**Records to use:**
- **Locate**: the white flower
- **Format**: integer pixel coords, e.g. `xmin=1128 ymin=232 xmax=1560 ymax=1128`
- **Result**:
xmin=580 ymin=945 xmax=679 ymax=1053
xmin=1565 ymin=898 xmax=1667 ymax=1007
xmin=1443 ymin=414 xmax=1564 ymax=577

**Task statement:**
Copy, word for word, the line that contains "- **Format**: integer" and every line after it through the end of the records, and nothing else.

**Written answer:**
- **Format**: integer pixel coords, e.g. `xmin=1128 ymin=232 xmax=1560 ymax=1128`
- **Result**:
xmin=580 ymin=945 xmax=679 ymax=1053
xmin=1565 ymin=898 xmax=1667 ymax=1007
xmin=1443 ymin=414 xmax=1564 ymax=577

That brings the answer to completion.